## WHAT YOU WILL DO
The result should be every line in the material below containing the string "window".

## INPUT DATA

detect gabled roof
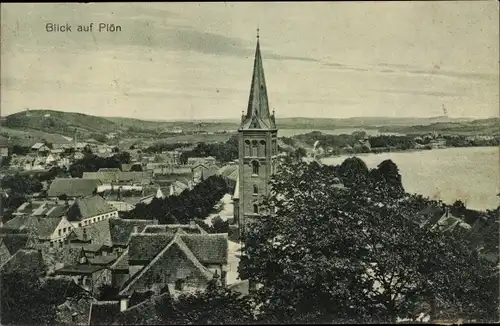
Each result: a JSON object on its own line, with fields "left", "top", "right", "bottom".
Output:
{"left": 4, "top": 215, "right": 63, "bottom": 239}
{"left": 89, "top": 301, "right": 121, "bottom": 326}
{"left": 142, "top": 223, "right": 208, "bottom": 235}
{"left": 180, "top": 233, "right": 228, "bottom": 265}
{"left": 48, "top": 178, "right": 102, "bottom": 198}
{"left": 218, "top": 165, "right": 238, "bottom": 181}
{"left": 56, "top": 264, "right": 105, "bottom": 274}
{"left": 119, "top": 233, "right": 214, "bottom": 296}
{"left": 239, "top": 37, "right": 276, "bottom": 131}
{"left": 109, "top": 218, "right": 153, "bottom": 246}
{"left": 0, "top": 248, "right": 46, "bottom": 275}
{"left": 70, "top": 220, "right": 113, "bottom": 247}
{"left": 0, "top": 233, "right": 30, "bottom": 256}
{"left": 66, "top": 196, "right": 117, "bottom": 221}
{"left": 89, "top": 255, "right": 118, "bottom": 266}
{"left": 128, "top": 233, "right": 176, "bottom": 262}
{"left": 110, "top": 248, "right": 129, "bottom": 270}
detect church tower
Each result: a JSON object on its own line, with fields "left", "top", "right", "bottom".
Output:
{"left": 237, "top": 31, "right": 278, "bottom": 238}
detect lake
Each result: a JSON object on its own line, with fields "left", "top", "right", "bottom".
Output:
{"left": 278, "top": 128, "right": 404, "bottom": 138}
{"left": 321, "top": 146, "right": 499, "bottom": 211}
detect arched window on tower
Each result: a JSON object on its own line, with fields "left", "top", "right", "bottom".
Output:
{"left": 253, "top": 203, "right": 259, "bottom": 214}
{"left": 251, "top": 140, "right": 258, "bottom": 157}
{"left": 259, "top": 140, "right": 266, "bottom": 157}
{"left": 253, "top": 184, "right": 258, "bottom": 195}
{"left": 251, "top": 160, "right": 259, "bottom": 175}
{"left": 244, "top": 140, "right": 251, "bottom": 156}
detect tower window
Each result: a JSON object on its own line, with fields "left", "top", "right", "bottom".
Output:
{"left": 253, "top": 185, "right": 258, "bottom": 195}
{"left": 253, "top": 204, "right": 259, "bottom": 214}
{"left": 244, "top": 140, "right": 251, "bottom": 156}
{"left": 259, "top": 140, "right": 266, "bottom": 156}
{"left": 251, "top": 140, "right": 258, "bottom": 156}
{"left": 252, "top": 161, "right": 259, "bottom": 175}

## RESPONSE TO THIS EXERCISE
detect arched window on tower
detect tower window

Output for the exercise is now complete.